◆ YOUR ASSIGNMENT ◆
Scan the entries and state how many lines contain "woman". Write no other text.

+===+

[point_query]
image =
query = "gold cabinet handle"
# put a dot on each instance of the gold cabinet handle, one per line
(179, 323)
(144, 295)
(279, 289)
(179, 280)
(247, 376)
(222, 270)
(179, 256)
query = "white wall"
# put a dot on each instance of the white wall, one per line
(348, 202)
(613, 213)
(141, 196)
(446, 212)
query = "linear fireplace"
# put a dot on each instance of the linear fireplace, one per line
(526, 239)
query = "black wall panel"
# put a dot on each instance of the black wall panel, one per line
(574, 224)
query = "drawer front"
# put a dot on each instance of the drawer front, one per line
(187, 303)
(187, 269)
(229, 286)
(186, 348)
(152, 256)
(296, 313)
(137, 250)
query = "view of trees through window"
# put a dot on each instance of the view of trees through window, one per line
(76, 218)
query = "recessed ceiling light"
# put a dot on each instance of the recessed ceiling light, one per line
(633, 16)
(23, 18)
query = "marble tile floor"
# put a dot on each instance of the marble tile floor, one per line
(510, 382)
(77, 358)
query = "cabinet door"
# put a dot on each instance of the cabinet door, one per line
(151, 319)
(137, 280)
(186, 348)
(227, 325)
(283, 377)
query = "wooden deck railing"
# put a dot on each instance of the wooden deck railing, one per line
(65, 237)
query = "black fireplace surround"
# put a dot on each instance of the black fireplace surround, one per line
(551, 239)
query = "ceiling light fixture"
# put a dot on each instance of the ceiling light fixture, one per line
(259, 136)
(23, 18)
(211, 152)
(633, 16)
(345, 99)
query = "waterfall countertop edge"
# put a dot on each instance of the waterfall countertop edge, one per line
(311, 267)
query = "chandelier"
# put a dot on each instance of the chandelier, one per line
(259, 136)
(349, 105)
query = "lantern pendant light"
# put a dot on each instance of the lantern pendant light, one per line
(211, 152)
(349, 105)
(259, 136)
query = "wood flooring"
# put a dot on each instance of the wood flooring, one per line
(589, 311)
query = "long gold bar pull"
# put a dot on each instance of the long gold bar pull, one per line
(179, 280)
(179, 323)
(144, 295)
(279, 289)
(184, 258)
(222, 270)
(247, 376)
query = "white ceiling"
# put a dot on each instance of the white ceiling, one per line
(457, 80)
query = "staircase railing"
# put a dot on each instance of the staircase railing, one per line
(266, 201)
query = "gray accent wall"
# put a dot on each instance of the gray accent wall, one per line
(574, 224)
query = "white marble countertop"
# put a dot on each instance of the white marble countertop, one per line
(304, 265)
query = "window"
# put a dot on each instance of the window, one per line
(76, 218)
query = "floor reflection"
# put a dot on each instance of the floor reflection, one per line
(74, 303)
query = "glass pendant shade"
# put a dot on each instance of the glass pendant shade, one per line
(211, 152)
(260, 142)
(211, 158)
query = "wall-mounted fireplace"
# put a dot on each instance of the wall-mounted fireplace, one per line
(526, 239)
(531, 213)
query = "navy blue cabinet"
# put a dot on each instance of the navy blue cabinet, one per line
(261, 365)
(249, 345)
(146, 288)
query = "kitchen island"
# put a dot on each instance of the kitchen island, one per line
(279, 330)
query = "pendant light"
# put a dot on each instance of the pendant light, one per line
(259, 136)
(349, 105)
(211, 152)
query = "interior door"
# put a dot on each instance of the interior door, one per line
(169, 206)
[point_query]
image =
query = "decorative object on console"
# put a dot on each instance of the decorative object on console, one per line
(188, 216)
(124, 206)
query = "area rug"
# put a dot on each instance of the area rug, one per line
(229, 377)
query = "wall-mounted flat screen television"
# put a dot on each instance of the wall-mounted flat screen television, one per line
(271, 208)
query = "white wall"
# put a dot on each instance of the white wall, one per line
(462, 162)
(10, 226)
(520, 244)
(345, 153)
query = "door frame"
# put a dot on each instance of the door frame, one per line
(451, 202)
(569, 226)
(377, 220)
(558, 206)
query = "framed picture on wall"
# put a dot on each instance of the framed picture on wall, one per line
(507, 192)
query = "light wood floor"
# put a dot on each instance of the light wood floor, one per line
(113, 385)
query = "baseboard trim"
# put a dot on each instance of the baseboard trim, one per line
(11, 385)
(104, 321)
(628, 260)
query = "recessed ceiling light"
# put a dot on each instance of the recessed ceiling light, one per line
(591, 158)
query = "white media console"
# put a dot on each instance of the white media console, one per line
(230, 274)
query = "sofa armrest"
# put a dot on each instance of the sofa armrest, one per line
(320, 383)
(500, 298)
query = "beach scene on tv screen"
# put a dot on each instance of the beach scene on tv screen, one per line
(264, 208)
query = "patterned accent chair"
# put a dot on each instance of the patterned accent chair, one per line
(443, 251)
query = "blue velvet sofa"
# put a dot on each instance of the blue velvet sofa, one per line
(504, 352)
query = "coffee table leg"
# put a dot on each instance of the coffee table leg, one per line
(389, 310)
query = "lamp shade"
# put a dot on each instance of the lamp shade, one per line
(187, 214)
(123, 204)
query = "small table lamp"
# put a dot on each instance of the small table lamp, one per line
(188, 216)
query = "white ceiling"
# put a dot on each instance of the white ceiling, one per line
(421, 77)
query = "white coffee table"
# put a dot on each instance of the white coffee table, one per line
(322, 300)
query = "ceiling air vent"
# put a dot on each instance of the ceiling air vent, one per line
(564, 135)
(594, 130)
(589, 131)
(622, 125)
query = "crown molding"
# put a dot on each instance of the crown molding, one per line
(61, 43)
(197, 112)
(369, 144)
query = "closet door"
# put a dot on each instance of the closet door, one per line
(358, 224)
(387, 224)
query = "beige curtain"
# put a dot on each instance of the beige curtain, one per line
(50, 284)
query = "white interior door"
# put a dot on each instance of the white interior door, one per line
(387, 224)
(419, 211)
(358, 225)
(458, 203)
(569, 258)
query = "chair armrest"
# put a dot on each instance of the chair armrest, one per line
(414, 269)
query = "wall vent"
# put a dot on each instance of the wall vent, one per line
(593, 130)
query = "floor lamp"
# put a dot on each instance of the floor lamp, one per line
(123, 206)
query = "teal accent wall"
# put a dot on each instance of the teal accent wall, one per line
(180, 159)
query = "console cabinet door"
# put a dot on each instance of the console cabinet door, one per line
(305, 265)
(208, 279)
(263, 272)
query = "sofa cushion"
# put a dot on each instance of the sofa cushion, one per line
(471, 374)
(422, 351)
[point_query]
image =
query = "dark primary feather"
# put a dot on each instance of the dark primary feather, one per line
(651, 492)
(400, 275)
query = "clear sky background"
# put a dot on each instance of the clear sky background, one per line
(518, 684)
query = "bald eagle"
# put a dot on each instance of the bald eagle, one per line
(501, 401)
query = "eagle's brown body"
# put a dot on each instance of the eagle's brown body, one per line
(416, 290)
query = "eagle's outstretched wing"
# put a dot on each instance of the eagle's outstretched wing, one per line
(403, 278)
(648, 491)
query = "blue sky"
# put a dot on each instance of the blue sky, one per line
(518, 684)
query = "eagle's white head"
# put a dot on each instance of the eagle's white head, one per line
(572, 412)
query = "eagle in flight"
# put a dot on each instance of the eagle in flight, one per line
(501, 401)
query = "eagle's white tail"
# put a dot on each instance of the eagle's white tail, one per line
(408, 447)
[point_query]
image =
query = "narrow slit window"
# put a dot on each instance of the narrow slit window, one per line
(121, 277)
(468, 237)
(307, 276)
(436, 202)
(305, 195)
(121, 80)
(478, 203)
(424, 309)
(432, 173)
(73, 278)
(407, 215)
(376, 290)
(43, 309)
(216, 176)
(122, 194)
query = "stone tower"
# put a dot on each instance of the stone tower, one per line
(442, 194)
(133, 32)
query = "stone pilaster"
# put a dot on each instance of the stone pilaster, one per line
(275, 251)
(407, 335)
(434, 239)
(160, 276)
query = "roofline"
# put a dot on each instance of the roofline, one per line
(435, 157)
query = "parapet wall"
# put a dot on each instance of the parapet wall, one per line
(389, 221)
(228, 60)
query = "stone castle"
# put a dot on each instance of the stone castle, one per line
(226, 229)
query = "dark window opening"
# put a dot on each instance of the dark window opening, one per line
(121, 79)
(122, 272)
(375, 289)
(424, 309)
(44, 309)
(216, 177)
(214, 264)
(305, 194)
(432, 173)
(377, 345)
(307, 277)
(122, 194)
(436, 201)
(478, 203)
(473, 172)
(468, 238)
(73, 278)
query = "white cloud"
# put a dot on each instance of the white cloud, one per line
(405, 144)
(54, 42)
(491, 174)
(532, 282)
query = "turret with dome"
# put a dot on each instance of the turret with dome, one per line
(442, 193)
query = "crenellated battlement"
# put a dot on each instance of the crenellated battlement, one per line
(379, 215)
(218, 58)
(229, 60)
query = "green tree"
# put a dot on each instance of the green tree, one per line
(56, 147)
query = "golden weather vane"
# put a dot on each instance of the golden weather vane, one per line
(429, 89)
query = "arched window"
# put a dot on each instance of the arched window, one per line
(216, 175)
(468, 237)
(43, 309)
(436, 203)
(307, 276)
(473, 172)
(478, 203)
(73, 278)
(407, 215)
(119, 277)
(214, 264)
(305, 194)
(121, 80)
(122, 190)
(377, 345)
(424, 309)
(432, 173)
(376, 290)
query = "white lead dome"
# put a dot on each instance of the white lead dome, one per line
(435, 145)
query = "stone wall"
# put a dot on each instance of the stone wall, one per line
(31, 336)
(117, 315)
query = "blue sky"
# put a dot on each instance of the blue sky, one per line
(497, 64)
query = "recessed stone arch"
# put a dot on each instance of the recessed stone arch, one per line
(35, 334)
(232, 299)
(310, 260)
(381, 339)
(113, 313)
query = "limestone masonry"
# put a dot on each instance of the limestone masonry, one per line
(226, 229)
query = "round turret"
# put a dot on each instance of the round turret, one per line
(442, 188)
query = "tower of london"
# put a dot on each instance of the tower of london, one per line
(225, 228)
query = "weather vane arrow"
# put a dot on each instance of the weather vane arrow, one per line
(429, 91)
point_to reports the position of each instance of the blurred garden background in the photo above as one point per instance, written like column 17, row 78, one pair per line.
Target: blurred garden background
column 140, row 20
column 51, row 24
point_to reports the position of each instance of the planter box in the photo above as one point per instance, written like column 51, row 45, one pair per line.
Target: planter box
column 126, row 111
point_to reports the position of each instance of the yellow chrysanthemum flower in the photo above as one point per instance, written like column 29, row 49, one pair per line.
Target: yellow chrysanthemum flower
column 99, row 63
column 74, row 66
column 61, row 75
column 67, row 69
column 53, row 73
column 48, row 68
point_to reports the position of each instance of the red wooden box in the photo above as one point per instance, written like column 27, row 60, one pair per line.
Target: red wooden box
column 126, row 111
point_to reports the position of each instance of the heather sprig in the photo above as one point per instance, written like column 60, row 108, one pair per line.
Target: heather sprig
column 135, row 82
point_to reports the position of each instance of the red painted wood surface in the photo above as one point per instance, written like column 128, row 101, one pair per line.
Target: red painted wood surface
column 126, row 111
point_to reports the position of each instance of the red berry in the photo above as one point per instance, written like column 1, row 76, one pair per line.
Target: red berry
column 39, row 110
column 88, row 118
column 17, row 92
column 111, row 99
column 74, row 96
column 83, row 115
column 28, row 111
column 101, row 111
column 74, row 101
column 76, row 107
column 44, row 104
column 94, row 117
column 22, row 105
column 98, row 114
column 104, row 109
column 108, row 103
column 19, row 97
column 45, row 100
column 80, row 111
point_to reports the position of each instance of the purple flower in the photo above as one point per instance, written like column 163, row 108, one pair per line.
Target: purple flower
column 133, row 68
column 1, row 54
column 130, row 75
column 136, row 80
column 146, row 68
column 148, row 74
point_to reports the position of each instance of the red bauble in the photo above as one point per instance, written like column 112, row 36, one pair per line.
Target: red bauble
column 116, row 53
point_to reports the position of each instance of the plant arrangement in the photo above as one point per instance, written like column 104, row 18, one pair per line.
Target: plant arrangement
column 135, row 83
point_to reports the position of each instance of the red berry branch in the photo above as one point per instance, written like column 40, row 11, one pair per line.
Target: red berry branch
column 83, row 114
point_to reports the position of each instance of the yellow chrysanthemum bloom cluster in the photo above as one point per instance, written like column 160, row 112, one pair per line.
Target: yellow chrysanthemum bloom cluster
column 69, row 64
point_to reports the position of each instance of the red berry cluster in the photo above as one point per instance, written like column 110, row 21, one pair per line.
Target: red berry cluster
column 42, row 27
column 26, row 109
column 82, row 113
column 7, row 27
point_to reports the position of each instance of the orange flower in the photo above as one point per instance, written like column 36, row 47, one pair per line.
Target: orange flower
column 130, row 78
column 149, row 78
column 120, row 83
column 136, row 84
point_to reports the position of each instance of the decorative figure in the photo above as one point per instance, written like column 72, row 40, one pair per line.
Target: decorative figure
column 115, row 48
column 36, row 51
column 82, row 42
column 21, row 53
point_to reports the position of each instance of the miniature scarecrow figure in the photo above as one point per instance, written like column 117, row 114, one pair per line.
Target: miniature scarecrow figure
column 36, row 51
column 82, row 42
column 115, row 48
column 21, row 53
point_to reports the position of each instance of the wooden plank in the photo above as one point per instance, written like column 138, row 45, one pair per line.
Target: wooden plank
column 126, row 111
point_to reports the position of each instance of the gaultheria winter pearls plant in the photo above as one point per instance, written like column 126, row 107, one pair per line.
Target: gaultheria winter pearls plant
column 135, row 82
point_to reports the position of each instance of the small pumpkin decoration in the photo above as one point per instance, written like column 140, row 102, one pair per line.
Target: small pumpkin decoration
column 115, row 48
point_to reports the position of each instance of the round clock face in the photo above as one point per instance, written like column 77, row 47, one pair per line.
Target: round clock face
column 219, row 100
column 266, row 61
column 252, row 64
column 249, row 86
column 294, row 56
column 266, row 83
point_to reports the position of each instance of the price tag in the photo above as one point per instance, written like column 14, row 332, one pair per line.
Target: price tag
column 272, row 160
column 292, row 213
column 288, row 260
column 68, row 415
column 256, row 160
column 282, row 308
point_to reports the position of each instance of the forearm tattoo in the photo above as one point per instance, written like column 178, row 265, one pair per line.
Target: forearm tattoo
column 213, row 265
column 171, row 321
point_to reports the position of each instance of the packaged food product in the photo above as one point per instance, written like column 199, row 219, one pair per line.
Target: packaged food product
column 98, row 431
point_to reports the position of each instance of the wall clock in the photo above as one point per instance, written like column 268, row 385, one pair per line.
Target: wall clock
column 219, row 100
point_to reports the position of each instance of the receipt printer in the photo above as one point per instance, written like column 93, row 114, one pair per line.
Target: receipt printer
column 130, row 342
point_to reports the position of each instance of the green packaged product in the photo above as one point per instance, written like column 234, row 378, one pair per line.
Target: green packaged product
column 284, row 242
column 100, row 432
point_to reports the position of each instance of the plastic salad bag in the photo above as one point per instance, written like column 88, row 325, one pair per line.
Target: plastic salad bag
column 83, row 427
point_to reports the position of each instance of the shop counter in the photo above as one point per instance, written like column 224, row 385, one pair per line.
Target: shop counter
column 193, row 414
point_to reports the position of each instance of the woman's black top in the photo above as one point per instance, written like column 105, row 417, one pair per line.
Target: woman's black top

+===+

◆ SOLUTION FOR THIS EXERCISE ◆
2